HOOVER, Ala. -- For the fifth consecutive July, the coach of the defending national champion stepped onto the podium at SEC media days. But for the first time, the coach of the defending national champion didn't sound like a man describing the greatest achievement of his professional career.
Auburn coach Gene Chizik has charisma. He will show it in one-on-one interviews. His team has seen it. You can read it in the book he recently published, "All In," about the Tigers' improbable run to the BCS national championship last season.
But Chizik brought no joy to the microphone Thursday -- no joy, no buoyancy, no ebullience. If you read the transcript of his 40-minute presser Thursday, you will see that Chizik said the right things.
"The journey from this point in time last year to now has been incredible for us.
"I've had a blast. Our players have had a blast."
But if you watched Chizik on ESPNU, you saw that the words being spoken didn't match the guy on the screen. He rarely smiled. He sounded as if his larynx had been Botoxed -- his tone never varied. The words coming out of Chizik's mouth paired up with his body language as well as the English dubbing of a Japanese film.
That's probably because he knew what he would be asked about. Until the NCAA gives the all-clear on the recruitment of Cam Newton and other rumored Tigers transgressions, Chizik is going to be confronted with a raised eyebrow.
The Newton case, dormant for several months, arose again recently when The New York Times reported that, in a gathering of coaches and administrators at the SEC spring meetings, Chizik pressed NCAA enforcement chief Julie Roe Lach about when the NCAA would finish its investigation of the Tigers. She pretty much told him when the NCAA was good and ready to finish and not before.
"I thought there would be nobody better to ask," Chizik said Thursday. "To be honest with you, it was very informative. There were some clarifications that were made that had to do with process … . She was very willing to clarify for me, and I appreciated that."
Chizik rope-a-doped several more questions. Muhammad Ali used the rope-a-dope to take back the heavyweight championship of the world. Ali let George Foreman swing at him until Foreman couldn't swing anymore.
Questions are thrown more easily than right hands wearing 16-ounce gloves. And fielding those right hands took a toll on Ali, too.
Hey, we get it. If I were Chizik, I wouldn't want to discuss this investigation, either. He tried to talk about the mixture of youth, inexperience and enthusiasm that is the 2011 Tigers. Chizik's basic strategy since the outset of the investigation has been to withdraw into the loving arms of "the Auburn family," a construct that he used again Thursday.
Auburn fans haven't stopped celebrating the national championship, one for which they waited patiently and lovingly for 53 years. Auburn fans alternate between frustration and anger when they hear the media continue to ask questions about Newton. The only corroborated misdeed regarding Newton, they say, took place at Mississippi State, not Auburn.
They are right. But the investigation remains open. And even if the NCAA clears Auburn, that won't be the end of it. The court of public opinion has ruled on Roger Clemens and Jim Tressel, neither of whom has had his case heard by the appropriate body. The court of public opinion will rule on this investigation, too.

—————

» **EXERCISE DESCRIPTION**
According to the article about Gene Chizik at SEC media days, what is the title of the book Chizik recently published?

—————

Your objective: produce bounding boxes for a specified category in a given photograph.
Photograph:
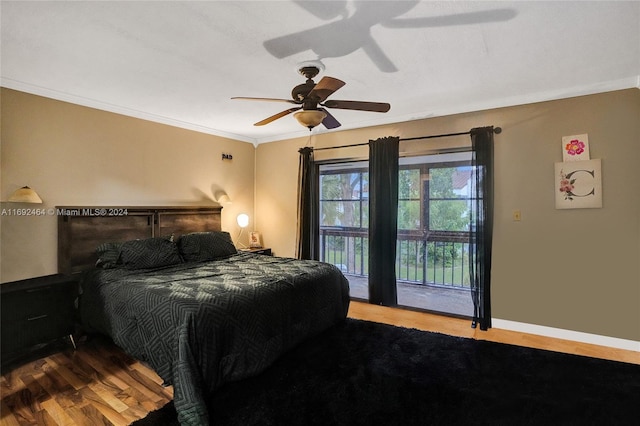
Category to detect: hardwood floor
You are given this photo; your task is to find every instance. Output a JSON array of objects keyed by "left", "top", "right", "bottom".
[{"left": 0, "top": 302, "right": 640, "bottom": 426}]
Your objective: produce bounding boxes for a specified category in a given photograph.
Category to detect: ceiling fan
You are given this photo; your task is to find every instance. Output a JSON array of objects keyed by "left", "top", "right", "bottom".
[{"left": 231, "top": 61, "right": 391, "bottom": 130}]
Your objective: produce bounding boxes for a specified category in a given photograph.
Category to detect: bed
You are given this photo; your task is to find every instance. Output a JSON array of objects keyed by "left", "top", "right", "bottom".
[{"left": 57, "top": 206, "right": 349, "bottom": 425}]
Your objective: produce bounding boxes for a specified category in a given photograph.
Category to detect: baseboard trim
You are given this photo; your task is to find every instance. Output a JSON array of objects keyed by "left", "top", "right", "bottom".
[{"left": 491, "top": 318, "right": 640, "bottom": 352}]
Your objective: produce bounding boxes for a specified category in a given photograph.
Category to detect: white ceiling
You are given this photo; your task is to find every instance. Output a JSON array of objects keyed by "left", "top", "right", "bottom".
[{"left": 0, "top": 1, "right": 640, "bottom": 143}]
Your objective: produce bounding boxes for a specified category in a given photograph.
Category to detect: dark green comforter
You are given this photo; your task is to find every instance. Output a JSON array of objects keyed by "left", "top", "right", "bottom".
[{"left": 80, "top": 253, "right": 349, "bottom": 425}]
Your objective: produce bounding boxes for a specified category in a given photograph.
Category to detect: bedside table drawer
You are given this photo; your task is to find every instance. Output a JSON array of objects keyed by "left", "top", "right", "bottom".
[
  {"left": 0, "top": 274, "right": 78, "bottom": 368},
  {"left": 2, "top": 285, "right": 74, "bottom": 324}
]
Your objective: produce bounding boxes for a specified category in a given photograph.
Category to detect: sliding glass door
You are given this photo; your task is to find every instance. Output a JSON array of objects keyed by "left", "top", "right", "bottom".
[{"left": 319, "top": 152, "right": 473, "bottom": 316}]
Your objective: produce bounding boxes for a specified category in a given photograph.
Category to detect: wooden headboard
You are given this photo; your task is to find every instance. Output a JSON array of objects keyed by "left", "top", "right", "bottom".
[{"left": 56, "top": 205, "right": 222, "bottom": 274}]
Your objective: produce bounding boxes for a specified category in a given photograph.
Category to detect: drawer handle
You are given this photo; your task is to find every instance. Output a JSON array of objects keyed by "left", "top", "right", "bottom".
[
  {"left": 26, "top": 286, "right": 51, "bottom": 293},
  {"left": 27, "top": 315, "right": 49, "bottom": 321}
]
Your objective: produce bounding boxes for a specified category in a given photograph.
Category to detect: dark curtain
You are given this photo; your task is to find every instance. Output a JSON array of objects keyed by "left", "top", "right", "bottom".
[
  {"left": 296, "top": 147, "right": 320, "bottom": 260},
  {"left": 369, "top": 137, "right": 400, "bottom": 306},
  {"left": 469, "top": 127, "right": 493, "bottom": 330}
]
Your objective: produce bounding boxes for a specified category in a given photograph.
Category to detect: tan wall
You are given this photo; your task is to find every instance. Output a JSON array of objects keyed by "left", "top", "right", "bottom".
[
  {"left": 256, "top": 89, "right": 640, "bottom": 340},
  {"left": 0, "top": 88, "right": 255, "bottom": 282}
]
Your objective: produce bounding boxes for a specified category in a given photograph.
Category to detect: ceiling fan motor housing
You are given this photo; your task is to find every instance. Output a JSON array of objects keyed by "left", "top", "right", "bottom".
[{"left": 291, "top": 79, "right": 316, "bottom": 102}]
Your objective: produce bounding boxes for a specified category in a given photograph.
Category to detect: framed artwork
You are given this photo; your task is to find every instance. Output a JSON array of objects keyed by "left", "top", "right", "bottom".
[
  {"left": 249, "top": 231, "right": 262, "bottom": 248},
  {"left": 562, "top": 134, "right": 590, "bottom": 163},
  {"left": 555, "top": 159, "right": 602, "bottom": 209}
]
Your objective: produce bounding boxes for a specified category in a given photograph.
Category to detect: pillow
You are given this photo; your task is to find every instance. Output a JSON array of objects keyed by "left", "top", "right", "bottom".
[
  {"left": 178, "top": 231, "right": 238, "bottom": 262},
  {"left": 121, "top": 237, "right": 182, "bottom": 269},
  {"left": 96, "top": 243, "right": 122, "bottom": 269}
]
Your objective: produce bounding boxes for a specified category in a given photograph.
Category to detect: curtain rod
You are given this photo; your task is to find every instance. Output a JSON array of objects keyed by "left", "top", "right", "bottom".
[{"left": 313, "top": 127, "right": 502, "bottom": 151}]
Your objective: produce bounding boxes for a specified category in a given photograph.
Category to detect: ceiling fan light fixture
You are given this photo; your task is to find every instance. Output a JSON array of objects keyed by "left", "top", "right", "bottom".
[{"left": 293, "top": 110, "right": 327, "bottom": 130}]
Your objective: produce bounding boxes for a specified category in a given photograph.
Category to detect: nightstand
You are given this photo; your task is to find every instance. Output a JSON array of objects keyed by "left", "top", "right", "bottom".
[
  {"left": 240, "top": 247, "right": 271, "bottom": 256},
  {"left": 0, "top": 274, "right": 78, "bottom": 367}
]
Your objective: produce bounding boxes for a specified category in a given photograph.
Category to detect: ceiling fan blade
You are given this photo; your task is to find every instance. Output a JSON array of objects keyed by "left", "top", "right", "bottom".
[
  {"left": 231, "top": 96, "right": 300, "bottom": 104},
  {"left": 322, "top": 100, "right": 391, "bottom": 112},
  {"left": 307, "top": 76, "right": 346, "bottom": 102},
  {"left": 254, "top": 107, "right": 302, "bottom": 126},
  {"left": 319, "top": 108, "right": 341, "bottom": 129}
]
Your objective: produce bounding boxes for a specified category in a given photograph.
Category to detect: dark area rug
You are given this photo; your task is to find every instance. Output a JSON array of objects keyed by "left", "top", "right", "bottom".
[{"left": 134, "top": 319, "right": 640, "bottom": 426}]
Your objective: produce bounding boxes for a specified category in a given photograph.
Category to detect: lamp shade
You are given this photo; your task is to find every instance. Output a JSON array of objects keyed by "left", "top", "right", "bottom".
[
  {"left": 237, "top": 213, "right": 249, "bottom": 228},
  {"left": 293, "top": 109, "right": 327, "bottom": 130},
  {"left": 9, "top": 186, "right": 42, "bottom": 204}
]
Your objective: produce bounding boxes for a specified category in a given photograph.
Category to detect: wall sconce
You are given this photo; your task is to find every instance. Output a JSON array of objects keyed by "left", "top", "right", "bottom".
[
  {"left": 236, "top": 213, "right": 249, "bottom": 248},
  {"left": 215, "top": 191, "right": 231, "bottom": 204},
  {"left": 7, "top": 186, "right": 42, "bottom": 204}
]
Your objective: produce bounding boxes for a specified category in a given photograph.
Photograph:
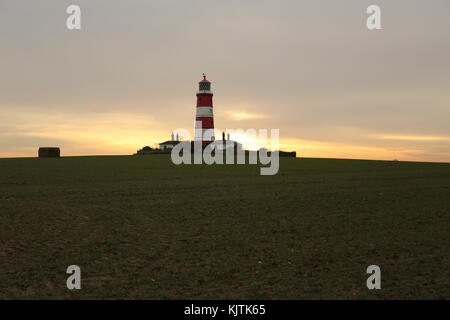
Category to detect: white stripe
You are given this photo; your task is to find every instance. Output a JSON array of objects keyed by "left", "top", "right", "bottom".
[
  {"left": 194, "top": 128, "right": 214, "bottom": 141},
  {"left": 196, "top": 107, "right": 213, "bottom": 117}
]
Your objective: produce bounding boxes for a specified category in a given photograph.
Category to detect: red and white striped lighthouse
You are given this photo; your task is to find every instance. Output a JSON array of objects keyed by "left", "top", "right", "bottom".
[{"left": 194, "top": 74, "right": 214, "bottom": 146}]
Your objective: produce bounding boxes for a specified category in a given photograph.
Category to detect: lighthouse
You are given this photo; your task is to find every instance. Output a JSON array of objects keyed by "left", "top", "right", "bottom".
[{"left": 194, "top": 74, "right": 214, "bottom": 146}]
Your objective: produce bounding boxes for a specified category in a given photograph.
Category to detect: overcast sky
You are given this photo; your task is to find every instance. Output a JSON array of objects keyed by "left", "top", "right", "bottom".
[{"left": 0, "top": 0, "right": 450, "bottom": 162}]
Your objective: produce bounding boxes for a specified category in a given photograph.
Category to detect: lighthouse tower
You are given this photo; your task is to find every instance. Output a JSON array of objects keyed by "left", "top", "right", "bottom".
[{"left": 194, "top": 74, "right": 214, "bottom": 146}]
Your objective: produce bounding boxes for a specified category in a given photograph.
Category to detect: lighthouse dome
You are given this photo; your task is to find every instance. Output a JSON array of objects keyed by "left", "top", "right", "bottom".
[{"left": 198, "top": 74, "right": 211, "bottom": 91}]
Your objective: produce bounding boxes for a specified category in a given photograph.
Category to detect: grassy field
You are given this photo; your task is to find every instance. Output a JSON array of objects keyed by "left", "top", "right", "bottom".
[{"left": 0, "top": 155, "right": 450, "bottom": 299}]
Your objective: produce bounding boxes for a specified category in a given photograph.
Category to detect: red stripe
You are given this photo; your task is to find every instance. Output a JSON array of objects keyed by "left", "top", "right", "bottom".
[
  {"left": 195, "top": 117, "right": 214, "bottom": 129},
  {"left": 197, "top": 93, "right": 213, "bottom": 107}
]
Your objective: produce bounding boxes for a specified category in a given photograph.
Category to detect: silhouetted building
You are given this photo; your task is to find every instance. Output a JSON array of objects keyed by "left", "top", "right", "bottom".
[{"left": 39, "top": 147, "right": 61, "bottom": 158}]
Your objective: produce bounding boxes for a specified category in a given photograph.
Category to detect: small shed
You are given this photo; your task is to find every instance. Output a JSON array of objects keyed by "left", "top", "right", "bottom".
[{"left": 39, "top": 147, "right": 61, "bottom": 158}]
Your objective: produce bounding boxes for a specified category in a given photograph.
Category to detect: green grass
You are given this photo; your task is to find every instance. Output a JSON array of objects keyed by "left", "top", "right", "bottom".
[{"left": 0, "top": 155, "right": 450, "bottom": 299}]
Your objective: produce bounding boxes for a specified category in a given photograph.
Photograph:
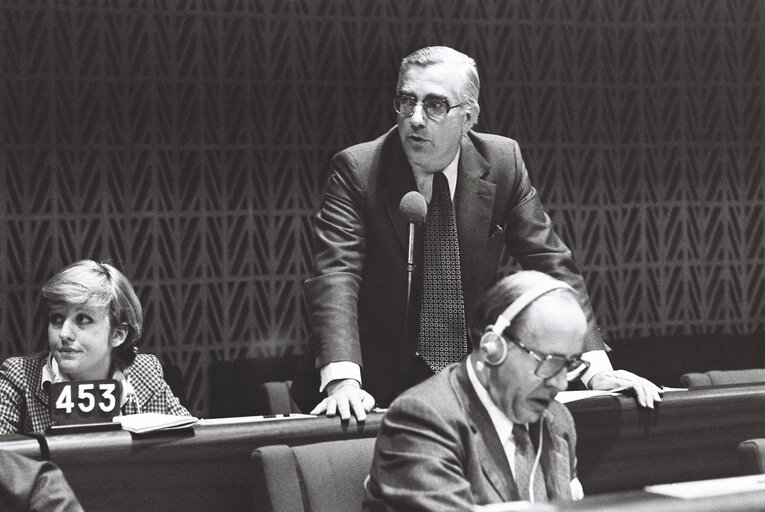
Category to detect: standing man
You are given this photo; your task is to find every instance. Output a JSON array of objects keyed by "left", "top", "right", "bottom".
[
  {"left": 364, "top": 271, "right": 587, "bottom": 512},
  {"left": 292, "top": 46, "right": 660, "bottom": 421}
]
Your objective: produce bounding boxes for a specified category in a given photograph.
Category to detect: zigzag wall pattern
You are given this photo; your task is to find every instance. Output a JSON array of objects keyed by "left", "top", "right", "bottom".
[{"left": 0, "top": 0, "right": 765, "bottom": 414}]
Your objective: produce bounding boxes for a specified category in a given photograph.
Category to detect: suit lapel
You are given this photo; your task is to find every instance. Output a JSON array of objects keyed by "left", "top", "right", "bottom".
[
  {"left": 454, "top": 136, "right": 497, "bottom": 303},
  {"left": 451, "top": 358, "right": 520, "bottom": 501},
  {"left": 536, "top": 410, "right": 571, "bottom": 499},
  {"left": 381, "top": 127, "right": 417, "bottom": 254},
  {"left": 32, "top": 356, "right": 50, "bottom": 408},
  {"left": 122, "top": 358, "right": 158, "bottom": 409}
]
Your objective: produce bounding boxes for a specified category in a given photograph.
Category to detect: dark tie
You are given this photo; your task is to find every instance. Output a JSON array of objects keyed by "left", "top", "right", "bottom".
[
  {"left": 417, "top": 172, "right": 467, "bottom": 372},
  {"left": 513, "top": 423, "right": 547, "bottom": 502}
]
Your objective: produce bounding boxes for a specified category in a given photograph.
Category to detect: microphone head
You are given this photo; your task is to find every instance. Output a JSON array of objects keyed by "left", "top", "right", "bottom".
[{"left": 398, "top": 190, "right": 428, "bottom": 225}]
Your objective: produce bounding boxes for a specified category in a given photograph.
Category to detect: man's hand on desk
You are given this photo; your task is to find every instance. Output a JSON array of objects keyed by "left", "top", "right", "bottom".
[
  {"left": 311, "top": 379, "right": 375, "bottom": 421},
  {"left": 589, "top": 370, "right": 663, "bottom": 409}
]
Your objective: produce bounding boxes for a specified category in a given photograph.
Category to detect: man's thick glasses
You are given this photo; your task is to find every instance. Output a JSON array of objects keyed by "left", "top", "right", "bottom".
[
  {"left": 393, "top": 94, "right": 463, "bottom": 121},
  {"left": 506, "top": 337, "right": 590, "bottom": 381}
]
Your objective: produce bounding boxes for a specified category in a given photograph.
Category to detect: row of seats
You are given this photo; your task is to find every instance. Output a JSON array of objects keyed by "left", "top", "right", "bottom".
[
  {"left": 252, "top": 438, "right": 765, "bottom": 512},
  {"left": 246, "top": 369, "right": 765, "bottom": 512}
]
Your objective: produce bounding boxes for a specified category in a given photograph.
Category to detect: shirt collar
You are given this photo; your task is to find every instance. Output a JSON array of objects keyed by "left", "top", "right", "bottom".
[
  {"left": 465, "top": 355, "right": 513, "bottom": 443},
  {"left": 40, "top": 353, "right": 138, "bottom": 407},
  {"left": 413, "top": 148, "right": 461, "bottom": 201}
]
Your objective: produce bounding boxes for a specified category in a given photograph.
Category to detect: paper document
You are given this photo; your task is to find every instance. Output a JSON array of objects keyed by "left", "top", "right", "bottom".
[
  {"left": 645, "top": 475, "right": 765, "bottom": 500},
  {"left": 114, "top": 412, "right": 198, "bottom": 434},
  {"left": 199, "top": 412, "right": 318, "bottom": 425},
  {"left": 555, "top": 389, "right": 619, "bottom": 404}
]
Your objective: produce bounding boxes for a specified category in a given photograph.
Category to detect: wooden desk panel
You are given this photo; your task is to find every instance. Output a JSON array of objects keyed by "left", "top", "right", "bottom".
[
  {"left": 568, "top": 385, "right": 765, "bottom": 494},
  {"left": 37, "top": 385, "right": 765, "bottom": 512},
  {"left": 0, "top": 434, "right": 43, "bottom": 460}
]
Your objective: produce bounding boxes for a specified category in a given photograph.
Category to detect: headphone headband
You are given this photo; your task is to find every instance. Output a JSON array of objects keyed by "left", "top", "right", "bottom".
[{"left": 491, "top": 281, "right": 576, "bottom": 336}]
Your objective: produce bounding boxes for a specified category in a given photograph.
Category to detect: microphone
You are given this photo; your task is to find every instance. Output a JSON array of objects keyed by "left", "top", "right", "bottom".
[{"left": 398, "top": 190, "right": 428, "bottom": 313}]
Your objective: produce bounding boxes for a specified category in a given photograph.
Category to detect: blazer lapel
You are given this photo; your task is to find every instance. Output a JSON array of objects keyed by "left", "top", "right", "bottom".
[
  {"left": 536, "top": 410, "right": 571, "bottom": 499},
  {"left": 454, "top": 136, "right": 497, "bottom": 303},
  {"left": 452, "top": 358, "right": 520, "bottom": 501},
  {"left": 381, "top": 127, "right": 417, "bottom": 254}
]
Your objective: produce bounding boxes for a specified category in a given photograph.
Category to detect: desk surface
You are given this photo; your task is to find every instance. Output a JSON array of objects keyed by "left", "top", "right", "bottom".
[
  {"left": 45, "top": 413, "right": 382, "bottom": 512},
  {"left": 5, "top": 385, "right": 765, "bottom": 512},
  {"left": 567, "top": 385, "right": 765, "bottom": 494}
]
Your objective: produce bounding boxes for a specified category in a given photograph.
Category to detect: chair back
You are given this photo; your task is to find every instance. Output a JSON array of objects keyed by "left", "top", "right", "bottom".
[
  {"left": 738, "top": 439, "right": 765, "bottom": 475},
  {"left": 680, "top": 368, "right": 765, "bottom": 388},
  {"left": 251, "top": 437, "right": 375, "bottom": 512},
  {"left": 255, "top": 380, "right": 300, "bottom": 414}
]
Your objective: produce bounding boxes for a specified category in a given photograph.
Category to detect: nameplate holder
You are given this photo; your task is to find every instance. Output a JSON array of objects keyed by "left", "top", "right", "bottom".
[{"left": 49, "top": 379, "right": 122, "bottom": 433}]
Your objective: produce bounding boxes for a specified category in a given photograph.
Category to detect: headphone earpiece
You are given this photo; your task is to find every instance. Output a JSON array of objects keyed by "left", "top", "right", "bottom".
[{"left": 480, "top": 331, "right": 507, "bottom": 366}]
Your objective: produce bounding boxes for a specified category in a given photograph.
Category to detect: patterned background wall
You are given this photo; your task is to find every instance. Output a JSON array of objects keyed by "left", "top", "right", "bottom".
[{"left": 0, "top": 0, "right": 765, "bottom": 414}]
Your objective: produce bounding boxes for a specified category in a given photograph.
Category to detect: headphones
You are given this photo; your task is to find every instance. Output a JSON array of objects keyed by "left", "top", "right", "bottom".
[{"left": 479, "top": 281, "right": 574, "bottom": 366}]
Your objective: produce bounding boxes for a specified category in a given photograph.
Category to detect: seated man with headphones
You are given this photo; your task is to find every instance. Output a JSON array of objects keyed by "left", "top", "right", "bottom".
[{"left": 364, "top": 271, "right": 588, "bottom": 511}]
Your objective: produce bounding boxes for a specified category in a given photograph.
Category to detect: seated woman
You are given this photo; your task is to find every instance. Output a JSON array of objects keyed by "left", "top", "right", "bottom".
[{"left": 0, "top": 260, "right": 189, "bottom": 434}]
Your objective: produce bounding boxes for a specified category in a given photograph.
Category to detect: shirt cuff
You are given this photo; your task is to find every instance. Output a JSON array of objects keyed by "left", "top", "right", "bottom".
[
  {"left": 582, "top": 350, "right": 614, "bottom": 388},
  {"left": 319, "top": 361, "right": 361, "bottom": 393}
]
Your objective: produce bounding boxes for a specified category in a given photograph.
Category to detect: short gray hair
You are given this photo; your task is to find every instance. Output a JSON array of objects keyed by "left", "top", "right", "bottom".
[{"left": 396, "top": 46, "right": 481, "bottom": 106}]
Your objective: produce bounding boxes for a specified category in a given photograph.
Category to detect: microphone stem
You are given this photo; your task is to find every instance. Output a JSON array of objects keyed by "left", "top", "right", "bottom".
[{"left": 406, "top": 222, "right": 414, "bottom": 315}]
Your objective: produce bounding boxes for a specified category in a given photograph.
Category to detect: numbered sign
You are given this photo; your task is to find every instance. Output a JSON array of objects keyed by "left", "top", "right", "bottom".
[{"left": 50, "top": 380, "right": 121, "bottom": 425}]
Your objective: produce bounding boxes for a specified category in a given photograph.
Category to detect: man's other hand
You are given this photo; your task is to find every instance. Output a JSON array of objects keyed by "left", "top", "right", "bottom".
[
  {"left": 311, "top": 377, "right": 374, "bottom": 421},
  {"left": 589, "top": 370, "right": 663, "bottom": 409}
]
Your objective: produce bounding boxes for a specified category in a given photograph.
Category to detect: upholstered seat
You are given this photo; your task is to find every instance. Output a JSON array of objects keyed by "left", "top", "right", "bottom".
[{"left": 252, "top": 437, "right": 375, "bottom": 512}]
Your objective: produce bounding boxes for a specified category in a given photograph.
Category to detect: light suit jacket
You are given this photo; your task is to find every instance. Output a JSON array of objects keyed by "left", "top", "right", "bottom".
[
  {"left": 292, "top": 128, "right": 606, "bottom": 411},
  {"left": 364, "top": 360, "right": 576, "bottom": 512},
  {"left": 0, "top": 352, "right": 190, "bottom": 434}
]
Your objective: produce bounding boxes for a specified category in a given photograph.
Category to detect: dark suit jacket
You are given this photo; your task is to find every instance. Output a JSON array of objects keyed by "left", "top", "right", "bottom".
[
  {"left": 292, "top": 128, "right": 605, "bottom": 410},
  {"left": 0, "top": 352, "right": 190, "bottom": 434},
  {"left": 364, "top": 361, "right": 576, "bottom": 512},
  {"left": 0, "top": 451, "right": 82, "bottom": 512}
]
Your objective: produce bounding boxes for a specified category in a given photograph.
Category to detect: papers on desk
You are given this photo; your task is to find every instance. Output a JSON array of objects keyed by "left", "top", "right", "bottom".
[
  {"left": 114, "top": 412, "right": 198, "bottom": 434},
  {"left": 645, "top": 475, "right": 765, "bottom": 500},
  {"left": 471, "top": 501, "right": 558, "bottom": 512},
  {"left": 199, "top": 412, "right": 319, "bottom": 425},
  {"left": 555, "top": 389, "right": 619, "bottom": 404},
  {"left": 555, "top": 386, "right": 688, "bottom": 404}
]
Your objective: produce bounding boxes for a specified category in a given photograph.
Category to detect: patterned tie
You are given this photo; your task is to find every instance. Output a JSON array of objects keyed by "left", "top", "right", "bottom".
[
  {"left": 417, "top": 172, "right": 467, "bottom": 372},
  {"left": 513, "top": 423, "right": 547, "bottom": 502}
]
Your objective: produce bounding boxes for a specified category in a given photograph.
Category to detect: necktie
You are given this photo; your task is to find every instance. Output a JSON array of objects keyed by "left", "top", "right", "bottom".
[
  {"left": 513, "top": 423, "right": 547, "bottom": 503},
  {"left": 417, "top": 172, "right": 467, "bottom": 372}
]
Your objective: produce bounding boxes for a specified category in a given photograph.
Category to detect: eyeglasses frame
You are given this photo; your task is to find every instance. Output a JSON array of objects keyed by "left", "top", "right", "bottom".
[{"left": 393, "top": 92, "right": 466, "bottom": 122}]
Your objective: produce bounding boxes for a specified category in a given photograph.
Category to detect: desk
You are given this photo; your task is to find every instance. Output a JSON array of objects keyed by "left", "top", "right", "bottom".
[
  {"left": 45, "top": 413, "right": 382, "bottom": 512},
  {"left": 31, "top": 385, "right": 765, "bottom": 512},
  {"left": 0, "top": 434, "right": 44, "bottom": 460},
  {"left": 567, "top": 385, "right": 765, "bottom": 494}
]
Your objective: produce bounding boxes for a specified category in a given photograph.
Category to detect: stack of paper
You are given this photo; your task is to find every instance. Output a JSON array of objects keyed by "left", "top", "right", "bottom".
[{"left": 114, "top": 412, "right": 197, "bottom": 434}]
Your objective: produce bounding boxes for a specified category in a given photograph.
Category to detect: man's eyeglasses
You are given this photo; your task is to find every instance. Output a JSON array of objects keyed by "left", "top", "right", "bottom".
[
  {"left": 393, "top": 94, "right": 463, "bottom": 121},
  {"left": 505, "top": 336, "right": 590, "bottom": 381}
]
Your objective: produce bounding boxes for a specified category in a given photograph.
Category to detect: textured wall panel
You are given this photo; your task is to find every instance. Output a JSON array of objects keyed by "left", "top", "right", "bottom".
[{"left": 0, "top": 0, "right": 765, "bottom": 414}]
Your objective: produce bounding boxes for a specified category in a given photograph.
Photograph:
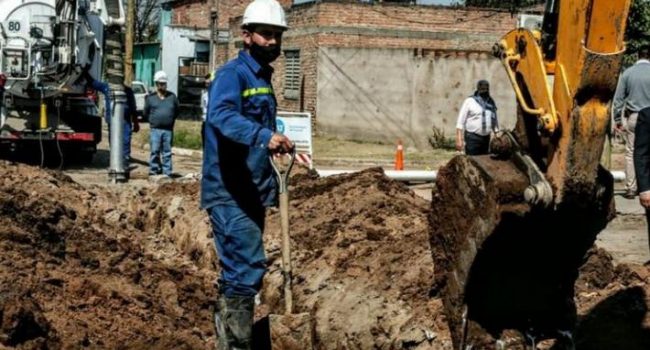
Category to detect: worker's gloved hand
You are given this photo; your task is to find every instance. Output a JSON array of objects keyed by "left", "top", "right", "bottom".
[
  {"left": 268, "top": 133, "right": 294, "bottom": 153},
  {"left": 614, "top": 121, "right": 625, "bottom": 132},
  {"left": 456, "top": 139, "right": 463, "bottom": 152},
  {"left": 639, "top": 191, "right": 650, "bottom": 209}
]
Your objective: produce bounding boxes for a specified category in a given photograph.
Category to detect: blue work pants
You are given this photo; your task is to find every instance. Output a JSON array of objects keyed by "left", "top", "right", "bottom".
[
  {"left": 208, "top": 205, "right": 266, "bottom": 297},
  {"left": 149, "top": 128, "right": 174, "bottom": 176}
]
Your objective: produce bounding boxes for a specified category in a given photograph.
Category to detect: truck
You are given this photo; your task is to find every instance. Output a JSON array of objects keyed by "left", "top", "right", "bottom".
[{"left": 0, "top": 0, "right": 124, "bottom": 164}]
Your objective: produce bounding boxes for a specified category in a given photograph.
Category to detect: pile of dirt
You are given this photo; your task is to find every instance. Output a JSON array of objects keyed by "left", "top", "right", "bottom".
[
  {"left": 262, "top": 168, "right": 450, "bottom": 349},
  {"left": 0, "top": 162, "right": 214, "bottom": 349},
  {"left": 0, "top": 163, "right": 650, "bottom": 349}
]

—————

» **RESULT OF THIS EXERCISE**
"All In"